▶ Text provided:

------------------------

I hate golf. I hate the silly clothes, the expense and the elitist attitudes that, for me, are part of the game. But most of all, I hate the destruction golf wreaks on the environment. In my native Tucson, Ariz., golf courses have swallowed up huge swaths of desert. Thousands of acres of cactus have been bulldozed under, replaced by rolling green hills that look like they'd be more at home in Scotland than in the drought-stricken Sonoran Desert...

JENNY BARCHFIELD ~ The Associated Press

I hate golf. I hate the silly clothes, the expense and the elitist attitudes that, for me, are part of the game. But most of all, I hate the destruction golf wreaks on the environment.

In my native Tucson, Ariz., golf courses have swallowed up huge swaths of desert. Thousands of acres of cactus have been bulldozed under, replaced by rolling green hills that look like they'd be more at home in Scotland than in the drought-stricken Sonoran Desert.

Recently, though, I started hearing about an environmentally friendly alternative to conventional putt-putt called urban golf.

Originated by guerrilla golfers in Hamburg, Germany, the game has spread to dozens cities around Europe. Played on concrete in city centers, urban golf dispenses with the green. That means no natural landscapes get dozed under, no water gets wasted, no nasty pesticides seep into the water table.

------------------------

▶ What you need to do:
[a] According to the piece on urban golf, in which city did the game originate?
[b] From the piece on urban golf, pull out the stretch from "Recently, though, I" through "the water table.", word for word.

▶ Stored data:

------------------------

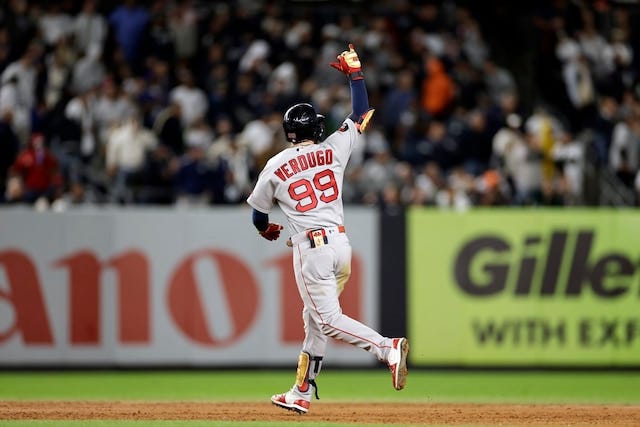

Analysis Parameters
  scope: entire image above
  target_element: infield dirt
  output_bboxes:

------------------------

▶ Responses per task:
[a] Hamburg, Germany

[b]
Recently, though, I started hearing about an environmentally friendly alternative to conventional putt-putt called urban golf.

Originated by guerrilla golfers in Hamburg, Germany, the game has spread to dozens cities around Europe. Played on concrete in city centers, urban golf dispenses with the green. That means no natural landscapes get dozed under, no water gets wasted, no nasty pesticides seep into the water table.